→ **Request**:
Return the data below line for line, character for character, leaving out the pictures.

→ **Dataset items**:
▬▬▬
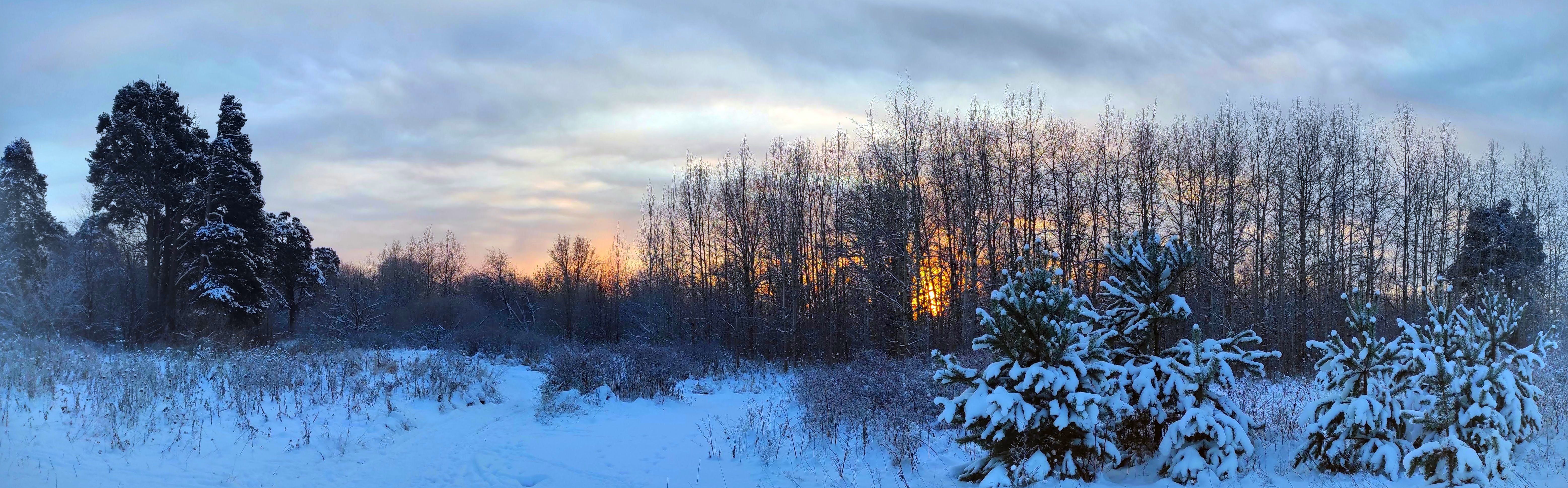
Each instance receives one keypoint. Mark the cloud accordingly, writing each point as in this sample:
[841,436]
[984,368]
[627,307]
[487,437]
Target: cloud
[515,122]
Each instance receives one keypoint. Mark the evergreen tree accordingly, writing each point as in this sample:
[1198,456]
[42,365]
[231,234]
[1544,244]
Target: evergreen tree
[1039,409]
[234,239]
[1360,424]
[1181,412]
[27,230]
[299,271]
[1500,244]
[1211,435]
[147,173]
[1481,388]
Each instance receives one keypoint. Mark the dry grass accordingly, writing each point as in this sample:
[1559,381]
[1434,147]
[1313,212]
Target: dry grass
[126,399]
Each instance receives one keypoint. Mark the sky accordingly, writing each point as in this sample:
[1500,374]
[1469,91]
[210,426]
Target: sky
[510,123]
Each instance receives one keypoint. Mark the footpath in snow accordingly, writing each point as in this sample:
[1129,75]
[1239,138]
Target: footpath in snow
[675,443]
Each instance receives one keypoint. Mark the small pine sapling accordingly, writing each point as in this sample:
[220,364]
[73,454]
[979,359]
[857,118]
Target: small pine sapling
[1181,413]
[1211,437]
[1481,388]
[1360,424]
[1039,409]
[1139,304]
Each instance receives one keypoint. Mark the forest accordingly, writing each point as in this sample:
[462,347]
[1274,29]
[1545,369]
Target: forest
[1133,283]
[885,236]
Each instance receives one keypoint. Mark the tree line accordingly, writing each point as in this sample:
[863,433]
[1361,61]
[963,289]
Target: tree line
▬▬▬
→ **Response to the exercise**:
Each instance receives one keypoint. Mark the cloud accordingly, writing each point as in this sample:
[841,436]
[984,368]
[627,307]
[487,437]
Target: cloud
[515,122]
Each instance receives one keypoint. Mark the evergreen tree accordingly, writing each point as in this sample:
[1198,456]
[42,365]
[231,234]
[1544,244]
Target: evergreen tree
[1039,409]
[234,239]
[1360,424]
[1181,412]
[27,230]
[299,271]
[1500,244]
[1211,435]
[147,173]
[1481,388]
Each instance receives one keypoint. Mark the dry grass accordingly, writing each point as in this sample:
[1559,381]
[1434,147]
[1313,212]
Target: dry grass
[126,399]
Each instance receives one keypoint. Mark the sky accordingly, writing each point as in this sample:
[1500,374]
[1469,91]
[210,426]
Target: sky
[510,123]
Each instance receives one keypoint. Mark the footpath in snow accordingly, writing each point as in this sample:
[1129,75]
[1239,138]
Target: footpath in snow
[675,443]
Each instance receives one keypoint. Mark the small pine sapling accordingly, writing each point as in this sample:
[220,364]
[73,454]
[979,359]
[857,118]
Target: small pine sapling
[1181,413]
[1211,437]
[1481,388]
[1360,424]
[1039,409]
[1139,304]
Each instance receives one keypoint. Mark the forest accordingly, writing each point as in this sample:
[462,347]
[1274,29]
[1545,369]
Target: forest
[1133,283]
[885,236]
Each instance receives one keypoint. Mark the tree line accordingly, writing each point as in this sample:
[863,433]
[1361,61]
[963,289]
Target: tree line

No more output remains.